● Activity
An exact repetition of every entry, with no images, is the required answer.

START Recorded data

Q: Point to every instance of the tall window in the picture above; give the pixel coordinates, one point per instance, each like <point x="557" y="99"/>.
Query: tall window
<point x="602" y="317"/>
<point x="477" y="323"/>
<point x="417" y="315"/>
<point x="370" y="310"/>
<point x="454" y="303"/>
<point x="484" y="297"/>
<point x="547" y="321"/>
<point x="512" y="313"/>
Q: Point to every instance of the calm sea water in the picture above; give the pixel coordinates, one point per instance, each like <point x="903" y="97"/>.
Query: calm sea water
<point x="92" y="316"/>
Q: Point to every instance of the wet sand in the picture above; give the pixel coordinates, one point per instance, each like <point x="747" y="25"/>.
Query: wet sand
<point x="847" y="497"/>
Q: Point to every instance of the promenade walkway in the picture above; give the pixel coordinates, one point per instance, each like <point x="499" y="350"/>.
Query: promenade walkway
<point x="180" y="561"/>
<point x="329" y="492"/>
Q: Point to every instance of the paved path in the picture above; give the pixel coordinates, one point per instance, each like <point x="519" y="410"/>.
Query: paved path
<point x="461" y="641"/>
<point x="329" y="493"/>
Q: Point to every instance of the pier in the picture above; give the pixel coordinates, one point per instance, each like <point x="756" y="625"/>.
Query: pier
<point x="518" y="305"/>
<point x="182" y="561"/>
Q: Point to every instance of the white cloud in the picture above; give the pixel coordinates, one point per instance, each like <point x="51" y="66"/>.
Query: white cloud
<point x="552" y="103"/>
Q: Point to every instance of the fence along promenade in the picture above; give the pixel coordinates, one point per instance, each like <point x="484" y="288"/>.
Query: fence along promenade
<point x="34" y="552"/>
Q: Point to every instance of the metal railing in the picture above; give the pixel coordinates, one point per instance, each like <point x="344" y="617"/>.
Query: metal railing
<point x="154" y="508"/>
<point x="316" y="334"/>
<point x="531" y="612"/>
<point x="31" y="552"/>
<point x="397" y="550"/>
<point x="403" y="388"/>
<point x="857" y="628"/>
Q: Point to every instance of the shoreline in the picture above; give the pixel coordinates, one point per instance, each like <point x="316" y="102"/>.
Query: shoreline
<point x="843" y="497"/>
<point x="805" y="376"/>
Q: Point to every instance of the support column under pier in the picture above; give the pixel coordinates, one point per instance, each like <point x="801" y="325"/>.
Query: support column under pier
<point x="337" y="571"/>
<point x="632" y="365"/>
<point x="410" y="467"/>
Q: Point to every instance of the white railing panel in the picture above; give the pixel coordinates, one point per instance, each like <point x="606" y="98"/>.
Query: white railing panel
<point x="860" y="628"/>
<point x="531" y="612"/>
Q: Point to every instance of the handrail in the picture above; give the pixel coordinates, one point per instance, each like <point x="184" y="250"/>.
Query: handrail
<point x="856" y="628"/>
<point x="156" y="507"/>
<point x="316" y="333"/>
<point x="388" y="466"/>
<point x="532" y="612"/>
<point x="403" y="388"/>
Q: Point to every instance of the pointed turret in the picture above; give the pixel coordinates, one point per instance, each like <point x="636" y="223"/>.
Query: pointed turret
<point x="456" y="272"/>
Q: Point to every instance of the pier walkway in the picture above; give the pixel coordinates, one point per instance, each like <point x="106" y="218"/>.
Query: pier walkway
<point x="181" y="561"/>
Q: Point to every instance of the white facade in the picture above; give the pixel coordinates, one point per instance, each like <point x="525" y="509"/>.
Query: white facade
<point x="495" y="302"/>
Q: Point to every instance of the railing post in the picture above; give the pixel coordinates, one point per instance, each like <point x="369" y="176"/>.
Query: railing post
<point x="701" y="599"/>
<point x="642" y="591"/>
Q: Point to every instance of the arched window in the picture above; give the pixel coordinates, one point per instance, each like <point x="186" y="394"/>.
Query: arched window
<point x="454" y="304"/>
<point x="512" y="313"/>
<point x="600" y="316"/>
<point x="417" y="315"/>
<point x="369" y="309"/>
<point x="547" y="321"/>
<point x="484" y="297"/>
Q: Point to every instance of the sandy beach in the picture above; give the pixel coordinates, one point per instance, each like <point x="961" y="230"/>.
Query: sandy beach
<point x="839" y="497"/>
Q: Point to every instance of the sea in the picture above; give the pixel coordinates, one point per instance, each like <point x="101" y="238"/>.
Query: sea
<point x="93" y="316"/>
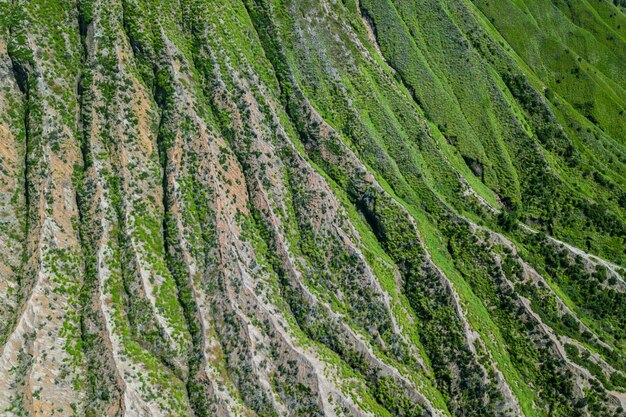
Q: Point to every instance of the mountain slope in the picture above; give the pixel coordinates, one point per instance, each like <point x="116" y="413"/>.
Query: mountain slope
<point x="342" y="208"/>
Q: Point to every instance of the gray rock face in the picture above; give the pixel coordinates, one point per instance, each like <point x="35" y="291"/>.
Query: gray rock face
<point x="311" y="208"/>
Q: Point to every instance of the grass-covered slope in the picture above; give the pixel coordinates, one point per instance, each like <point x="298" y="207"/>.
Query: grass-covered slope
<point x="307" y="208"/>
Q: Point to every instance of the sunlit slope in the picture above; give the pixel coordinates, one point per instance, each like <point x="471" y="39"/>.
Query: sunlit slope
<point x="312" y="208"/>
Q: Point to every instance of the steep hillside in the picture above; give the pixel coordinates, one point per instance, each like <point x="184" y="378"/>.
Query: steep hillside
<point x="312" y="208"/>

END Recorded data

● Output for this exercise
Q: Point to every instance of the tall window in the picture above; give the pixel coordinates, one point per instance, each like <point x="557" y="99"/>.
Query: tall window
<point x="602" y="317"/>
<point x="477" y="323"/>
<point x="417" y="315"/>
<point x="370" y="310"/>
<point x="454" y="303"/>
<point x="484" y="297"/>
<point x="547" y="321"/>
<point x="512" y="313"/>
Q: Point to every instance of the calm sea water in the picture above; give the pixel coordinates, one point per instance, each like <point x="903" y="97"/>.
Query: calm sea water
<point x="92" y="316"/>
Q: Point to every instance of the wet sand in the picture above; give the pixel coordinates, one point per instance, each like <point x="747" y="25"/>.
Query: wet sand
<point x="847" y="497"/>
Q: Point to every instance of the promenade walkway in the picture above; give the pixel coordinates, one point per instance, each like <point x="499" y="350"/>.
Query: promenade walkway
<point x="180" y="561"/>
<point x="329" y="492"/>
Q: Point to every instance of the paved path in the picture above; give the pixel coordinates, one point per instance, each like <point x="519" y="410"/>.
Query: paved path
<point x="461" y="641"/>
<point x="329" y="493"/>
Q: Point to every instance of the pier in the picture above; give the pixel coordinates, one point per instance, each like <point x="756" y="625"/>.
Query: pier
<point x="518" y="305"/>
<point x="182" y="561"/>
Q: Point to every instance of the white cloud in the picture above; give the pixel coordinates, one point per instance, each like <point x="51" y="66"/>.
Query: white cloud
<point x="552" y="103"/>
Q: Point to every instance of the fence along promenade in the picture above; give the pixel coordinates, one point per instance, each like <point x="484" y="288"/>.
Query: fence along promenade
<point x="34" y="552"/>
Q: Point to every instance of the metal railing in the picture above; give the pixel coordinates, one point per instance, each like <point x="344" y="617"/>.
Query: metal railing
<point x="154" y="508"/>
<point x="316" y="334"/>
<point x="531" y="612"/>
<point x="31" y="552"/>
<point x="397" y="550"/>
<point x="403" y="388"/>
<point x="857" y="628"/>
Q: Point to every instance of the shoreline in the picture above; give the pixel coordinates, one point per instance, each like <point x="316" y="102"/>.
Query: shoreline
<point x="843" y="497"/>
<point x="805" y="376"/>
Q: Point to every instance of the support column under pier in the picture above; give the pixel coordinates, one point per instance, each like <point x="801" y="325"/>.
Query: support column under pier
<point x="337" y="571"/>
<point x="632" y="365"/>
<point x="410" y="467"/>
Q: Point to every instance of the white railing panel in the picture above; give the pixel coordinates, one point per instance, each like <point x="606" y="98"/>.
Query: white railing panel
<point x="860" y="628"/>
<point x="531" y="612"/>
Q: Point to every instance of the handrail in the picture above; give the pixel coordinates, one point per instance, each like <point x="184" y="250"/>.
Query: handrail
<point x="856" y="628"/>
<point x="156" y="507"/>
<point x="316" y="333"/>
<point x="388" y="466"/>
<point x="532" y="612"/>
<point x="403" y="388"/>
Q: Point to every instance of the pointed turret in the picture above; give the pixel coordinates, one point per instance, each like <point x="636" y="223"/>.
Query: pointed turret
<point x="456" y="272"/>
Q: Point to every instance of the pier walkway in the picture above; give the pixel coordinates, one point per instance, each like <point x="106" y="218"/>.
Query: pier walkway
<point x="181" y="561"/>
Q: Point to every instance of the white facade in the picture above; give the pixel coordinates, one point per instance, each like <point x="525" y="509"/>.
Query: white facade
<point x="495" y="302"/>
Q: Point to every instance of the railing post in the picture above; give the pixel coordinates, one point per instance, each like <point x="369" y="176"/>.
Query: railing post
<point x="701" y="599"/>
<point x="642" y="591"/>
Q: Point to every instance of the arched window in the picture above; give the pixel coordinates, one point per instance, each like <point x="186" y="394"/>.
Query: arched window
<point x="454" y="304"/>
<point x="512" y="313"/>
<point x="600" y="316"/>
<point x="417" y="315"/>
<point x="369" y="309"/>
<point x="547" y="321"/>
<point x="484" y="297"/>
Q: Point to every instance of the sandy beach in the picture above; give the pixel coordinates, one point per instance, each like <point x="961" y="230"/>.
Query: sandy beach
<point x="839" y="497"/>
Q: Point to every instance of the sea in the picture above; give the pixel coordinates, one point per instance, each like <point x="101" y="238"/>.
Query: sea
<point x="93" y="316"/>
Q: Point to every instance of the mountain slope in the picture above; give the pixel coordinates, one point per instance, each like <point x="116" y="413"/>.
Query: mountain slope
<point x="342" y="208"/>
Q: Point to every instance of the gray rock face in the picture above; give the pixel coordinates, one point per instance, each like <point x="35" y="291"/>.
Query: gray rock face
<point x="311" y="208"/>
Q: Point to every instance of the grass-covered slope in the picture above; give the pixel coordinates, one point per instance, each like <point x="298" y="207"/>.
Query: grass-covered slope
<point x="307" y="208"/>
Q: Point to every instance of the sunlit slope in the picture above; give the pixel coordinates, one point per instance, each like <point x="471" y="39"/>.
Query: sunlit slope
<point x="312" y="208"/>
Q: Point to every instance of the steep hillside in the picture above; give the pixel coordinates, one point per instance, each like <point x="184" y="378"/>.
Query: steep hillside
<point x="312" y="208"/>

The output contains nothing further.